=== Exercise input ===
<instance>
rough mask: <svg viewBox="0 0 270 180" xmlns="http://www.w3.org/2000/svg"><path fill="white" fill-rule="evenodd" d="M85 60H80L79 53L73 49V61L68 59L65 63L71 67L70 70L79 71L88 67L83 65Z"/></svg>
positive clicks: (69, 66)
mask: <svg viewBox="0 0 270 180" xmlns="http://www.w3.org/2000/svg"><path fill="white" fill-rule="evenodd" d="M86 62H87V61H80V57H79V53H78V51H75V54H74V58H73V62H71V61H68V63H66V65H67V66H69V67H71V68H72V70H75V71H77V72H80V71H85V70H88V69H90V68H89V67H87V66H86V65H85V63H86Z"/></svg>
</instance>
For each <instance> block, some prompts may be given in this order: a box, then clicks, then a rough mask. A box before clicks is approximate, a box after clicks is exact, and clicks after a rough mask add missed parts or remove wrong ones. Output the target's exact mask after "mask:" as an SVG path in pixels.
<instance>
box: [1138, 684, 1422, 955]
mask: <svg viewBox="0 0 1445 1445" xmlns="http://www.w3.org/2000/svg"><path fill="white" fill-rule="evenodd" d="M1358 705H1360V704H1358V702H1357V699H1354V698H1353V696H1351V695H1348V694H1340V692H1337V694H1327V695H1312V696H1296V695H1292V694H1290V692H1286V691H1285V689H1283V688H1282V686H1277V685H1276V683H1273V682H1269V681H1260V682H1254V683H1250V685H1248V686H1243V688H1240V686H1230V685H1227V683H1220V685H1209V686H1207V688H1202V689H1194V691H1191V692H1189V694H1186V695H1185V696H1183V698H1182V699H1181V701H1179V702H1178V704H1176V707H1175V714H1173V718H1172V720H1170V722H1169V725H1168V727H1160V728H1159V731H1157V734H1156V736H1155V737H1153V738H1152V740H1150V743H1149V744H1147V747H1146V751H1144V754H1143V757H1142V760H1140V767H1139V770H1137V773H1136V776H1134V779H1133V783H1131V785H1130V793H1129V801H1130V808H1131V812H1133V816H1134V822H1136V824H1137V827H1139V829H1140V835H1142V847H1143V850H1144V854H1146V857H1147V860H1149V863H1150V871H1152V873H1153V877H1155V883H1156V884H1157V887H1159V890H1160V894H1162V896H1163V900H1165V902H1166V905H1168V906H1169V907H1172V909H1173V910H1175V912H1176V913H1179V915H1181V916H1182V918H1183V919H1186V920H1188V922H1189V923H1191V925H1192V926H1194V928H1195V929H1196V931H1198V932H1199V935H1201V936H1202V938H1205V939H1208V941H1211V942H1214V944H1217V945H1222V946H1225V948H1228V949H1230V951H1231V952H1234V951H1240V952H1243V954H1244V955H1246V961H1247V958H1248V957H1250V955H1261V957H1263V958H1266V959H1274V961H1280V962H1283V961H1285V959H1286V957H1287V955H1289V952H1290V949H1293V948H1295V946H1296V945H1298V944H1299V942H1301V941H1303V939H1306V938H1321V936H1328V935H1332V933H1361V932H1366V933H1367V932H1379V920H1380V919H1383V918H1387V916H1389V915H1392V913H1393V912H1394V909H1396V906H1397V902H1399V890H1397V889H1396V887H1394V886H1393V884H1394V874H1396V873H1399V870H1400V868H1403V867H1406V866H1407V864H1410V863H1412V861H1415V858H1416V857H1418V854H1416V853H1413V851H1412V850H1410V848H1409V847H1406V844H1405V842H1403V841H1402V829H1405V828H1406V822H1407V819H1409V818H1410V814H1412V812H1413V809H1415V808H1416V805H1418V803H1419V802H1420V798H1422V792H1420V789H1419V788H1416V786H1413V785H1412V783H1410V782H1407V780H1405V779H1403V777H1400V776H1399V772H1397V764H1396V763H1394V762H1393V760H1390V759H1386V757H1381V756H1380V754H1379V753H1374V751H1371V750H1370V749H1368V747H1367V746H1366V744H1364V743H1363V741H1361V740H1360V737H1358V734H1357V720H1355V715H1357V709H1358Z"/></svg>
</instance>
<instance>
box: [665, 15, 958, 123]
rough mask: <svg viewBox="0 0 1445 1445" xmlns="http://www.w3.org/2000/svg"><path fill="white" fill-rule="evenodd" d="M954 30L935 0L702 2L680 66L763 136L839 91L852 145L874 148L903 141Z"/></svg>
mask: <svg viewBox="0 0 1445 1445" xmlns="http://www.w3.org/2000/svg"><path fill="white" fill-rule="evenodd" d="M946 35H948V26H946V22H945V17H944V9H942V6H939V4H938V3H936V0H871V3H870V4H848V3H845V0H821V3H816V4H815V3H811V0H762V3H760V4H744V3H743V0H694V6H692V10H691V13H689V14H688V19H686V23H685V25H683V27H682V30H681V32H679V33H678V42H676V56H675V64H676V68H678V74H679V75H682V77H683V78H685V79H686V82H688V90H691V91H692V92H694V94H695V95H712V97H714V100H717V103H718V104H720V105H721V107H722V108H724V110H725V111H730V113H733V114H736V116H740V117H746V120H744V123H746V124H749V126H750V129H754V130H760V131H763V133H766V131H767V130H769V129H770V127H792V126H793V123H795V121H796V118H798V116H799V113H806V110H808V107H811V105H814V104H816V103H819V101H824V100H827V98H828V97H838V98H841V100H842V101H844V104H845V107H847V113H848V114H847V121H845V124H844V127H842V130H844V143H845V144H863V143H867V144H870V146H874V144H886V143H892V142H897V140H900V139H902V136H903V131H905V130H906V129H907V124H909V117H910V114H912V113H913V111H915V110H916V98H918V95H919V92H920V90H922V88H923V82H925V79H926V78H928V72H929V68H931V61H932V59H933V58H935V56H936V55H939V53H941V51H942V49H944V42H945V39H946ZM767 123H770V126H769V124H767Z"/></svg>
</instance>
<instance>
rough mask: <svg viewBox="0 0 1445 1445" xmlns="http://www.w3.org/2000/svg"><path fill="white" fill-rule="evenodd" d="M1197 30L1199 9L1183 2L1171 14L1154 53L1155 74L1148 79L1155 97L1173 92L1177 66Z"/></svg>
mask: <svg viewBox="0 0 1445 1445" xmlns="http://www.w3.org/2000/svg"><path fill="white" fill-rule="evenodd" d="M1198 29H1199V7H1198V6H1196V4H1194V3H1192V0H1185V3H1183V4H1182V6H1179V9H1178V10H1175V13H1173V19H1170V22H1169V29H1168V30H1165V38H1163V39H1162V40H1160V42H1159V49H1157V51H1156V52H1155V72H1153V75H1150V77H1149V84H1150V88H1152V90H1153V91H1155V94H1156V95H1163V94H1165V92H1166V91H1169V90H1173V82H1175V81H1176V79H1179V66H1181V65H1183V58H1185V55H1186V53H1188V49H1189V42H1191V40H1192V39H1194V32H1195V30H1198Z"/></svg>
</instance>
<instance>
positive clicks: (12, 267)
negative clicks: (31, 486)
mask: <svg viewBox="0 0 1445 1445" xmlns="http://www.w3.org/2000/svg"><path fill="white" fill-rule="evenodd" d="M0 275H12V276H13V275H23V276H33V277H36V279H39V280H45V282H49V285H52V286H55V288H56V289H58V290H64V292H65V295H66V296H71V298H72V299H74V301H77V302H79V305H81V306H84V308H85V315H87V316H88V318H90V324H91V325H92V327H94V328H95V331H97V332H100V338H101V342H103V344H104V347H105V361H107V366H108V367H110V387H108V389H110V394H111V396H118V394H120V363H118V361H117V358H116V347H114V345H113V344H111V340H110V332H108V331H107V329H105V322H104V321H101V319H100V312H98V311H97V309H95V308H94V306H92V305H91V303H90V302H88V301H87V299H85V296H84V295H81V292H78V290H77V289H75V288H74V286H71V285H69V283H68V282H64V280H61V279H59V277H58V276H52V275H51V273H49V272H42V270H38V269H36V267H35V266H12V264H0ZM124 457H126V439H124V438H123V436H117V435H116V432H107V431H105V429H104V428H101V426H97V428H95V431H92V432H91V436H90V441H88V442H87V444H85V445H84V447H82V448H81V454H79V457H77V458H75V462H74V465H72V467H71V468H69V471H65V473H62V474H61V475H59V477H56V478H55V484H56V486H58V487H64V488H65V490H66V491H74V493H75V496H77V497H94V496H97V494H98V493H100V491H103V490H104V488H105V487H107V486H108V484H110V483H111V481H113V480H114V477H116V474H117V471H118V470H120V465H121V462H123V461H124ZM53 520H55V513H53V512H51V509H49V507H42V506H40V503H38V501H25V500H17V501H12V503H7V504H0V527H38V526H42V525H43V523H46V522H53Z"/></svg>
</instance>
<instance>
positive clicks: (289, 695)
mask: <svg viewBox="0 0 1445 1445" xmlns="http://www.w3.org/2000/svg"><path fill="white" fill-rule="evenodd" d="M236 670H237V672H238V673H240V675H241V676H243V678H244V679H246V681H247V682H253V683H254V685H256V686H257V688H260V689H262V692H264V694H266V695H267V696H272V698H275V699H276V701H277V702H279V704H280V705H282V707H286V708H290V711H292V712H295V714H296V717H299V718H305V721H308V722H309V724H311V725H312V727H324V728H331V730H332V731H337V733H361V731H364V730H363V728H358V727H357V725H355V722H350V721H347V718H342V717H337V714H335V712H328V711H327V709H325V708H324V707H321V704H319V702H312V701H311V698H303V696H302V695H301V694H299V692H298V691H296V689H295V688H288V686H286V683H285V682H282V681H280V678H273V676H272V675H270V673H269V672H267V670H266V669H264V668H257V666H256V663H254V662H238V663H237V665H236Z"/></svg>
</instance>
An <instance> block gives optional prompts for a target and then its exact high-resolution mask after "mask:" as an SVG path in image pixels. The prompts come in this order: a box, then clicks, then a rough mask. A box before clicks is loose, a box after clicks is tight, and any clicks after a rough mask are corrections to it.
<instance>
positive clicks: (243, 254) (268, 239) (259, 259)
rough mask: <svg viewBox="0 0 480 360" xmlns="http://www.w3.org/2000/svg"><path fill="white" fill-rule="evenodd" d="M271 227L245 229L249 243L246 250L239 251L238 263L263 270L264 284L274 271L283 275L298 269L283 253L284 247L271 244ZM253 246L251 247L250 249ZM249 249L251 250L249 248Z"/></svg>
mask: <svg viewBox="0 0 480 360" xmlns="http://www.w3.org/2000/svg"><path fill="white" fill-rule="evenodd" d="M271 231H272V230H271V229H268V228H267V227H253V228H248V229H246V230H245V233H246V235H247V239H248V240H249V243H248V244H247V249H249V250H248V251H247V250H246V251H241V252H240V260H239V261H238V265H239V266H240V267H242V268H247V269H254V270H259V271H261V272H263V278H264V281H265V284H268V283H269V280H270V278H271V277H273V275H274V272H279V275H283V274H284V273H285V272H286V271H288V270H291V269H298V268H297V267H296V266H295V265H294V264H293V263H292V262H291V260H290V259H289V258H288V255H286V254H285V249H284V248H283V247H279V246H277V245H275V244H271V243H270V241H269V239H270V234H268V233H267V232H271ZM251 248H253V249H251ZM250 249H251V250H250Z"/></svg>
===
Look through the listing and extract every line with "pixels" in it.

### Exercise answer
For each <instance> block, some prompts may be given in this order: a box, then clicks, then a rough mask. A box before clicks is approximate, a box after clicks is exact, and clicks after a rough mask add missed parts or remove wrong ones. Output the target's exact mask after "mask:" as an SVG path in pixels.
An <instance> block gives optional prompts for a target and then its exact high-resolution mask after "mask:" as an SVG path in image pixels. The prompts come in this order: a box, then clicks, then a rough mask. A box before clicks is loose, a box after clicks is tight, and any clicks after a rough mask are corrections to it.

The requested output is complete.